**Work to complete**. Everything from the line containing "Task: place one keypoint on every instance of the stone chimney" through the final line of the records must be transcribed verbatim; nothing else belongs in the result.

[Point labeling examples]
"""
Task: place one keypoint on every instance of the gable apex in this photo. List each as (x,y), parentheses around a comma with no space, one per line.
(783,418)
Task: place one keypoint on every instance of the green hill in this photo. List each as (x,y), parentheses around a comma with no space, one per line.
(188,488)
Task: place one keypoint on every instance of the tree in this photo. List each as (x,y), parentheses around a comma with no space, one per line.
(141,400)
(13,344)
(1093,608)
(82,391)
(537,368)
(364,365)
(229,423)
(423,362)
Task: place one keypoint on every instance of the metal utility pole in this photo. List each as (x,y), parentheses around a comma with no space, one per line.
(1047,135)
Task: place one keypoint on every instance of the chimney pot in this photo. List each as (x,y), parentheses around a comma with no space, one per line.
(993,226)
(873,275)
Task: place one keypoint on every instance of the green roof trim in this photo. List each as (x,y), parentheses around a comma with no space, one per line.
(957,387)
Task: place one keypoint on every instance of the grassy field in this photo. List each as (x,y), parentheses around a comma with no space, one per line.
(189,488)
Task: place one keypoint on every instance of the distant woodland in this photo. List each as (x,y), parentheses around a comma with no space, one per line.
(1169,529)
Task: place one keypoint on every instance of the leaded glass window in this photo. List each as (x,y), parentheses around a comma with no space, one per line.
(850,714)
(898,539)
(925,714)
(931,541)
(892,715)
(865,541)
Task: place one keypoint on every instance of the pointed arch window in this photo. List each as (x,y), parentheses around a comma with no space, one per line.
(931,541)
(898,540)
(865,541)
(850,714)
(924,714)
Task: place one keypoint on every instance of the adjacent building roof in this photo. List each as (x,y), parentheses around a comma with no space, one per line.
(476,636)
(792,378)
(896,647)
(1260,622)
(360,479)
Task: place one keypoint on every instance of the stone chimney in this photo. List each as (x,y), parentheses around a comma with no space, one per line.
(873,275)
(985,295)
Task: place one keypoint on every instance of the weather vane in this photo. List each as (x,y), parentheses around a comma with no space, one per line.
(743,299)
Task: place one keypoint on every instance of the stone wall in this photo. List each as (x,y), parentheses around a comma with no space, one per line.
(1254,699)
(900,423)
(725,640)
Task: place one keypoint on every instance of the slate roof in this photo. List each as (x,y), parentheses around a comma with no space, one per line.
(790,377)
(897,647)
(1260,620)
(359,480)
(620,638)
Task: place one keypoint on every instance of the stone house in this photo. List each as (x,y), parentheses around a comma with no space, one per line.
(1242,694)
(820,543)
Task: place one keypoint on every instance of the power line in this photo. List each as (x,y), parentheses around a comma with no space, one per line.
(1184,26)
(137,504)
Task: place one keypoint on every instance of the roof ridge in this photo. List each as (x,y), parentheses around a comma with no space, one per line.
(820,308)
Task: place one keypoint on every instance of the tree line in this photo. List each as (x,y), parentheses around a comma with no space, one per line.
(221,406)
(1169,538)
"""
**Solution to the exercise**.
Task: place one keypoint on every instance of the stone chimney in this photo. List each as (x,y), parentheses around a comma with no space, one per line.
(873,275)
(985,295)
Task: place one keypoint on every instance of the weather vane in this photo. List each as (x,y), parentheses around a comma with no space, one per line.
(743,299)
Task: place one keypoint on every instance of the stone wall in this photo. List each as (x,y), parentheses around a comma with no space, one per line.
(1254,699)
(900,423)
(725,640)
Task: place one keypoint on every instance of the slate roof in this photo. List each as (x,y), parentheses around a comma with no space, one per line.
(790,377)
(897,647)
(1260,620)
(359,480)
(620,638)
Task: place one keypoint on every instance of the stone house in this photo. List each as (x,y), parentheses around a comma with no space, one per line.
(1242,694)
(820,543)
Task: place one keypoint on every instance of the power line in this photo. List each as (x,y), parentheses around a comma with no space, one per line.
(1184,26)
(137,504)
Task: place one keypoint on every instance of the roof ridge in this photo. List each as (x,y), parentheses around a comma with no space, one per line.
(820,308)
Task: place one keypoint on every instance of the tree line in this photo. List each as (x,y), parentheses around a comma with no space, one per line.
(221,406)
(1169,538)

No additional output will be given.